**STATED PROBLEM:** Starting at the line that contains "task | identify every instance of the shadow" and ending with the line that contains "target | shadow on ground", rewrite those lines of the material, replacing "shadow on ground" with "shadow on pavement" and leaving everything else as it is.

— Start AVAILABLE RECORDS —

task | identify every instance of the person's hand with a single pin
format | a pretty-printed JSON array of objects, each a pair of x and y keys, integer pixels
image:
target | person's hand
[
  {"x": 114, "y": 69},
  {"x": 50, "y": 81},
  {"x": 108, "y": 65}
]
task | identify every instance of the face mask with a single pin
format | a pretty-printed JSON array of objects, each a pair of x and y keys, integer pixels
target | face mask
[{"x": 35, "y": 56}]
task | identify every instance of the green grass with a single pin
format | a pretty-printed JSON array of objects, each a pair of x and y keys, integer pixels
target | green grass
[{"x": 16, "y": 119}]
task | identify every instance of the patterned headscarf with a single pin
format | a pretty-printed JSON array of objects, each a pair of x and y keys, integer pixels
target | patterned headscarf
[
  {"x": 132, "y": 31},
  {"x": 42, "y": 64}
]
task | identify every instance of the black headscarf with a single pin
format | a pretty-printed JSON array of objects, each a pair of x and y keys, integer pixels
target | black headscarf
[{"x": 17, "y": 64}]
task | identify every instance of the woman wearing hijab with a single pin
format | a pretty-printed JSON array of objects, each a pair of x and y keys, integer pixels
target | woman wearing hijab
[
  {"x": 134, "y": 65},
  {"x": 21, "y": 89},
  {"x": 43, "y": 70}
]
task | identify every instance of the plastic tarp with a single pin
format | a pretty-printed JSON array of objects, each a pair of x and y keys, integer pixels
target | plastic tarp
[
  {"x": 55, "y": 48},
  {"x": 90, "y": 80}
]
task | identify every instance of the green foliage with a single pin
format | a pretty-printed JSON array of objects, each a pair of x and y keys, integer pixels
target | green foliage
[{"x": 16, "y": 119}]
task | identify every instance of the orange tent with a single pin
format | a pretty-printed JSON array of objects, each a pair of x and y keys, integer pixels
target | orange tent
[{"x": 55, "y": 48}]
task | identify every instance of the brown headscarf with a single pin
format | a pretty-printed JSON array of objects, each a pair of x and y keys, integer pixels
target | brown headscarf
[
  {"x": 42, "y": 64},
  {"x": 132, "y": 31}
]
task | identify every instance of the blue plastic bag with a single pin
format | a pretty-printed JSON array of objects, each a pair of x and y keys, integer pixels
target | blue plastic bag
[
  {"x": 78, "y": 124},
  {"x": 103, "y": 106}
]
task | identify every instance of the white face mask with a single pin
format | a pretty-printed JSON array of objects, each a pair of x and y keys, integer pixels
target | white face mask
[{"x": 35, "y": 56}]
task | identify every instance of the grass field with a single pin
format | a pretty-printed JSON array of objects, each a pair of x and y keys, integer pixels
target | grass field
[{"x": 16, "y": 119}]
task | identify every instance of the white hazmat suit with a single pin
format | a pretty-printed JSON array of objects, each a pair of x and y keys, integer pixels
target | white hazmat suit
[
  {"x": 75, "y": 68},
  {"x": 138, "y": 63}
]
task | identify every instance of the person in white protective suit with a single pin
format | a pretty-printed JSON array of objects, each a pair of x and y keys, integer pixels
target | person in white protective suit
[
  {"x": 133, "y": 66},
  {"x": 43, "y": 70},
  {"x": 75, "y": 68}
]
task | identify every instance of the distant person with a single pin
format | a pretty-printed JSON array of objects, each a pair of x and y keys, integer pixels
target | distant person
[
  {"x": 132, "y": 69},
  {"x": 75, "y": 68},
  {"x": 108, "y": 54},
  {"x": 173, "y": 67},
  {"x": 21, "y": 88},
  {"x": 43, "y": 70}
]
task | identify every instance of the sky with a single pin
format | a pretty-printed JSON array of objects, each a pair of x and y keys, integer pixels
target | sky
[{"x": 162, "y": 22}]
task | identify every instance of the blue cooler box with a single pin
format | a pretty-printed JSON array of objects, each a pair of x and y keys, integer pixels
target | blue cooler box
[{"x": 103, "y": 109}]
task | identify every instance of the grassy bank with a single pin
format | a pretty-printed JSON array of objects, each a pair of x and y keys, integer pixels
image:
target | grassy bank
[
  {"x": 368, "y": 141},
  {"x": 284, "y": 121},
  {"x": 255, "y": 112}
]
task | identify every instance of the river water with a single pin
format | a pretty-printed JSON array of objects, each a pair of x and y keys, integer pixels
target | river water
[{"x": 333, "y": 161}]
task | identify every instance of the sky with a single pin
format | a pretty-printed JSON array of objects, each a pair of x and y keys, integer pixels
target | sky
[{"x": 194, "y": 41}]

— End AVAILABLE RECORDS —
— Start AVAILABLE RECORDS —

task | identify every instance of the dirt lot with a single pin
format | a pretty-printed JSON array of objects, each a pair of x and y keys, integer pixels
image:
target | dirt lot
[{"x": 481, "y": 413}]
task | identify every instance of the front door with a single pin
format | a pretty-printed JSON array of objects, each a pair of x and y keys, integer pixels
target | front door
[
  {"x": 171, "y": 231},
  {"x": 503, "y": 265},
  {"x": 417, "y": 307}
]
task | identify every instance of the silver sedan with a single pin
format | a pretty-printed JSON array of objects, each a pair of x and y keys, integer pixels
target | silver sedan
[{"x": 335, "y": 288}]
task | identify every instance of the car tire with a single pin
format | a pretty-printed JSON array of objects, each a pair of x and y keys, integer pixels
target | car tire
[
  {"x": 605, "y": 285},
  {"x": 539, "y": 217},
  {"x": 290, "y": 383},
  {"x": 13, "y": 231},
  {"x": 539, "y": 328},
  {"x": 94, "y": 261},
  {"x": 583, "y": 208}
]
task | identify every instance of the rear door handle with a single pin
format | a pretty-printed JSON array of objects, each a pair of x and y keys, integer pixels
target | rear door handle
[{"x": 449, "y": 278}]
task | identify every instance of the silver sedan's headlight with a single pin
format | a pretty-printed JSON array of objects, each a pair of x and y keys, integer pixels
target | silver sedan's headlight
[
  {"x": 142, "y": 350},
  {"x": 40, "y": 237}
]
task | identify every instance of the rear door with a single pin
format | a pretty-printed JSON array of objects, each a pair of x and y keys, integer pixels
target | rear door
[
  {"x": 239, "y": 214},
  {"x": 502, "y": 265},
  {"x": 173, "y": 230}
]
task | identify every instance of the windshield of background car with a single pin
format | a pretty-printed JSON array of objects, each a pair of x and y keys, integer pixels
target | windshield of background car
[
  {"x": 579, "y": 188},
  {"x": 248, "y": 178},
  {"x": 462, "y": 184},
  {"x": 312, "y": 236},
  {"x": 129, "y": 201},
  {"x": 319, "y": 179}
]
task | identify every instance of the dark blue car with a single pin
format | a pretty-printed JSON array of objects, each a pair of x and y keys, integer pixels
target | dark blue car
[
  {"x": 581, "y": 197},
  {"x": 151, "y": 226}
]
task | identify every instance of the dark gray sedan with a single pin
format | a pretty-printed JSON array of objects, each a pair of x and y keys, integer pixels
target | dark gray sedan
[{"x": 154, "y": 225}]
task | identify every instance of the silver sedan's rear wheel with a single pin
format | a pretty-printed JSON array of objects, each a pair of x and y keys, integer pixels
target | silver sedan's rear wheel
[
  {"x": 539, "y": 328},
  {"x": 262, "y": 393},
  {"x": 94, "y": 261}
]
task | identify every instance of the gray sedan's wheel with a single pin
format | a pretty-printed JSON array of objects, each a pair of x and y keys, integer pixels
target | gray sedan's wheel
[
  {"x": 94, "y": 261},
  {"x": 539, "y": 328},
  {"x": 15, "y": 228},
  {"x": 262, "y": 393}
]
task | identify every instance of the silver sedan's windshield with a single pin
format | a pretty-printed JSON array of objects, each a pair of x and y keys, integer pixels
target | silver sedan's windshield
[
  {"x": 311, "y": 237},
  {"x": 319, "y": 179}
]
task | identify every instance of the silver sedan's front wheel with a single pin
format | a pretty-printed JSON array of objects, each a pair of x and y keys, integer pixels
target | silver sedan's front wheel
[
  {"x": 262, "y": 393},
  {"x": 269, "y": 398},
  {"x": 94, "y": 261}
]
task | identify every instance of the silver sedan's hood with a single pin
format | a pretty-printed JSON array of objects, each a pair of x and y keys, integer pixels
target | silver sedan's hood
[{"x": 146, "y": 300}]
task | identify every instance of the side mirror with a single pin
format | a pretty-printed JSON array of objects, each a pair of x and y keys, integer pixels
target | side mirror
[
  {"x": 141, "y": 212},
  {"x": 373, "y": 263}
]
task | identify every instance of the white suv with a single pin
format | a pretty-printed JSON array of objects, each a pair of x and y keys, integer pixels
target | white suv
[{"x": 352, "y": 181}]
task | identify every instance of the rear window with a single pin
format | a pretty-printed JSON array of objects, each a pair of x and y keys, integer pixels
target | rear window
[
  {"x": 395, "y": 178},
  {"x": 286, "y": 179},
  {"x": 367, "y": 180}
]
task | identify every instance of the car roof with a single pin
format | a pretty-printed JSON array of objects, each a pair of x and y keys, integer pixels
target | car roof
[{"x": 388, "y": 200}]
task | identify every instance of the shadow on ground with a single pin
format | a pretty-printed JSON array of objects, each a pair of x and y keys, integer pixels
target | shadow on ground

— End AVAILABLE RECORDS —
— Start AVAILABLE RECORDS —

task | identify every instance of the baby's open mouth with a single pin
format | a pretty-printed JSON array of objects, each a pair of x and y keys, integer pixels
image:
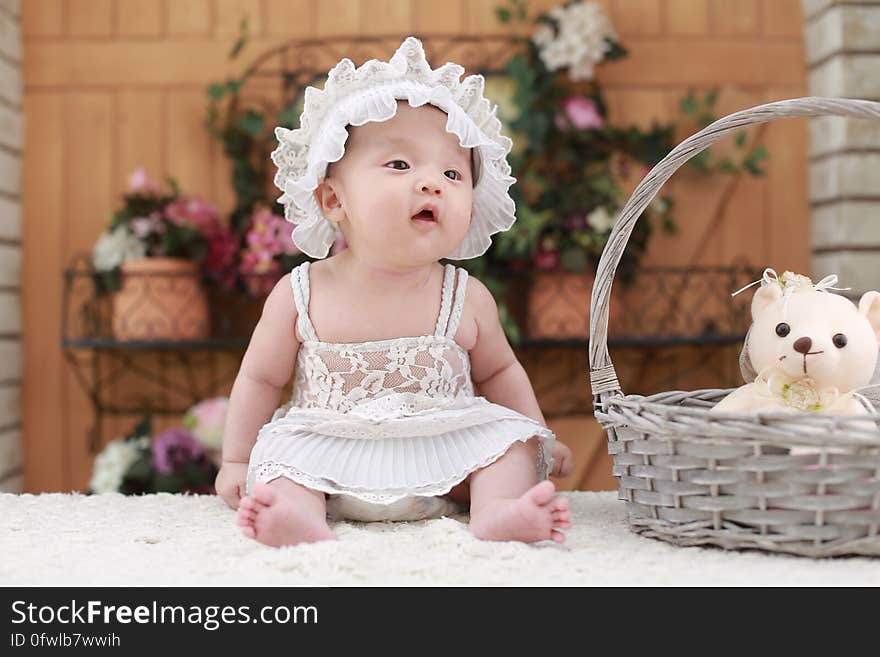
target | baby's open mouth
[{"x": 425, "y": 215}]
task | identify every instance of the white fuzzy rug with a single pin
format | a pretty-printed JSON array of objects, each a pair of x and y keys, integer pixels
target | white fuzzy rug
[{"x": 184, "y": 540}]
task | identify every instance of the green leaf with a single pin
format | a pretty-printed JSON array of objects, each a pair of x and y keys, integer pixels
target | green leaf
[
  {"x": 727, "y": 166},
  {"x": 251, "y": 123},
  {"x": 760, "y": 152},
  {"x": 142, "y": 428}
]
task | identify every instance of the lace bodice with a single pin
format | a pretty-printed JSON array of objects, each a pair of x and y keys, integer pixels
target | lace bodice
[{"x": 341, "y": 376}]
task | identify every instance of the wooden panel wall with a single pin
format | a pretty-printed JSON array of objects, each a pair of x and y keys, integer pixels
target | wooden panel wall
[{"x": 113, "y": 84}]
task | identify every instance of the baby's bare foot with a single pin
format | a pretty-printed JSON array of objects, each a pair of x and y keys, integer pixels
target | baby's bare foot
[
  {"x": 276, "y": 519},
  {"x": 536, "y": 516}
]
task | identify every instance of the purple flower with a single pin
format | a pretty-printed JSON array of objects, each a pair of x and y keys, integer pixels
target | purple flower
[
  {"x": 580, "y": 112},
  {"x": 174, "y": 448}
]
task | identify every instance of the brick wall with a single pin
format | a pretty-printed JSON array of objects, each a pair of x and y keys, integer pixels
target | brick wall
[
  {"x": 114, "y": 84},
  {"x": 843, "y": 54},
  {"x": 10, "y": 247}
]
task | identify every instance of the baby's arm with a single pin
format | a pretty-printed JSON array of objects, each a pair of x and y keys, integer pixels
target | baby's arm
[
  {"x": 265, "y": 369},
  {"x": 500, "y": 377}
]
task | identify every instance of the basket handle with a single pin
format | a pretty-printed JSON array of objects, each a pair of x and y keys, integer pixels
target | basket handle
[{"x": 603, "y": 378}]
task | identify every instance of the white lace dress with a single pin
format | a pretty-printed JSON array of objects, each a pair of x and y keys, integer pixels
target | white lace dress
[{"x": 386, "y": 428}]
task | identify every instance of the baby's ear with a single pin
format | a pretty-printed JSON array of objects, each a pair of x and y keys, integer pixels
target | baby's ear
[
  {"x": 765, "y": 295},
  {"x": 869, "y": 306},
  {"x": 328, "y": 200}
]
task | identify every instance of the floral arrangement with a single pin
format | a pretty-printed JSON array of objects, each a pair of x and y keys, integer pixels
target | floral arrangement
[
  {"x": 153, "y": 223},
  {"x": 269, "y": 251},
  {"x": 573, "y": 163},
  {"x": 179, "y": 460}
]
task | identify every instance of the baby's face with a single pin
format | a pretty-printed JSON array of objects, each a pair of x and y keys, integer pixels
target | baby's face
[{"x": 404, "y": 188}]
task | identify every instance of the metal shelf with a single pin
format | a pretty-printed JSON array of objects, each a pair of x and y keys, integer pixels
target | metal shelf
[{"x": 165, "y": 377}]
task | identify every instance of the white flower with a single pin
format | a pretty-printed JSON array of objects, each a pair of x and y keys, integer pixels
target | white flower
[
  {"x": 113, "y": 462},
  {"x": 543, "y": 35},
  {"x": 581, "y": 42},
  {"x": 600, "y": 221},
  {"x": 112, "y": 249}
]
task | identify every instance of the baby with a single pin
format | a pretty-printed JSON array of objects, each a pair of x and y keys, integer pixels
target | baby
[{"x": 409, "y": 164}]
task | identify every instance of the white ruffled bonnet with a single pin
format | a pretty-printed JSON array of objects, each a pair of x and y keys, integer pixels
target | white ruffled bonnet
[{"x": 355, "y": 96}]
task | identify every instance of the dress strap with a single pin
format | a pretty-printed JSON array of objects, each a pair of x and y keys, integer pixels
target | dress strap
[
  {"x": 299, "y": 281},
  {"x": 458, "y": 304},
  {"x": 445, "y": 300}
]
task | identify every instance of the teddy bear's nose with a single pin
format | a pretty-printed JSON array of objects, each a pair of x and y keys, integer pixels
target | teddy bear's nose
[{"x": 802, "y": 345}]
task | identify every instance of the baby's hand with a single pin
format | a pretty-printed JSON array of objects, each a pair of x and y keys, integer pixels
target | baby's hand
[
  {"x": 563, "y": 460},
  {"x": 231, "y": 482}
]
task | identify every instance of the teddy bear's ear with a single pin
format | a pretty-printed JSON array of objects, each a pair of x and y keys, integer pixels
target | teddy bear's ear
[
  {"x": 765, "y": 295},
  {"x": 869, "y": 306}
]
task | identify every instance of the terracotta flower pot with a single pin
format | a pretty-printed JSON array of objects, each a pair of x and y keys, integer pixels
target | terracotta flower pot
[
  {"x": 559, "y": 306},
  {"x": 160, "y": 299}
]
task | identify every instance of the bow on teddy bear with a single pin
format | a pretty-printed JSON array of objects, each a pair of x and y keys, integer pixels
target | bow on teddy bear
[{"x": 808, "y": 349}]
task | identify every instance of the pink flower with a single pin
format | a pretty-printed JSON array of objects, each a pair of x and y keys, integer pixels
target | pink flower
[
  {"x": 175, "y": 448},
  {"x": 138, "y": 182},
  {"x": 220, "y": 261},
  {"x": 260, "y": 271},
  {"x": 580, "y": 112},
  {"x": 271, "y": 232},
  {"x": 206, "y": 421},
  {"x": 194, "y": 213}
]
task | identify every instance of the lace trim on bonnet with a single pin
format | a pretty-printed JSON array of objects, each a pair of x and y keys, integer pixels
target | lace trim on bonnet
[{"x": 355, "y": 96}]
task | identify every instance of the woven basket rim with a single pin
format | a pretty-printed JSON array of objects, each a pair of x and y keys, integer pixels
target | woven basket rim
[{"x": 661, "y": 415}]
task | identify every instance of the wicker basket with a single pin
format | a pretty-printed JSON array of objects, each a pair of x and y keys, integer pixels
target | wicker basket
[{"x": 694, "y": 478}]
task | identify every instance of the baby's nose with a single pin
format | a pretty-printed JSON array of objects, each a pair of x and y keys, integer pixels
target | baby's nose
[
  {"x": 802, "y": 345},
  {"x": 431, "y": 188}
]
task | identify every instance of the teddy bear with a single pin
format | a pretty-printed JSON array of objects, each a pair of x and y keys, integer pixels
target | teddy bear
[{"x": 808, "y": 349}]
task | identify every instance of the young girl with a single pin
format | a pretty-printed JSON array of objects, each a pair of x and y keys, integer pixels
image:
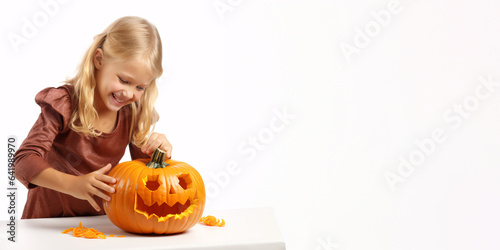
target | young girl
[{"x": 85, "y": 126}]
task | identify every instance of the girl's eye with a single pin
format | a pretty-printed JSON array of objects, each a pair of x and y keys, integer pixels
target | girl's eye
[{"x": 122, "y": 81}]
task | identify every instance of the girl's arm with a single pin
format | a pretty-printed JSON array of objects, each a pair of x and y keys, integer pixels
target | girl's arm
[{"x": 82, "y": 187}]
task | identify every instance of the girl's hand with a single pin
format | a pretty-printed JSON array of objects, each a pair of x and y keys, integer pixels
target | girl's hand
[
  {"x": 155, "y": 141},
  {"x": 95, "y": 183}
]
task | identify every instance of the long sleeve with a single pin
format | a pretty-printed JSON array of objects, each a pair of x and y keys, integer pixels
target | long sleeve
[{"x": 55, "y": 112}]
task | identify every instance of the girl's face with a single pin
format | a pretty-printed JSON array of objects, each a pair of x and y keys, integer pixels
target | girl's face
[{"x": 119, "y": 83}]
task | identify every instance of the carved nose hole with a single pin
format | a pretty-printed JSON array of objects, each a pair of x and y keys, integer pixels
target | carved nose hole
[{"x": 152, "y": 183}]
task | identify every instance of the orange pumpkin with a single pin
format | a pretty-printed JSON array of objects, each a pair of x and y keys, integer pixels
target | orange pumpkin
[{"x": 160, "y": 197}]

— End AVAILABLE RECORDS —

**COMPLETE ANSWER:**
task | identify every instance of the shadow on pavement with a single pin
format | a pretty-printed JSON array of objects, each a pair of x and y keys, integer pixels
target | shadow on pavement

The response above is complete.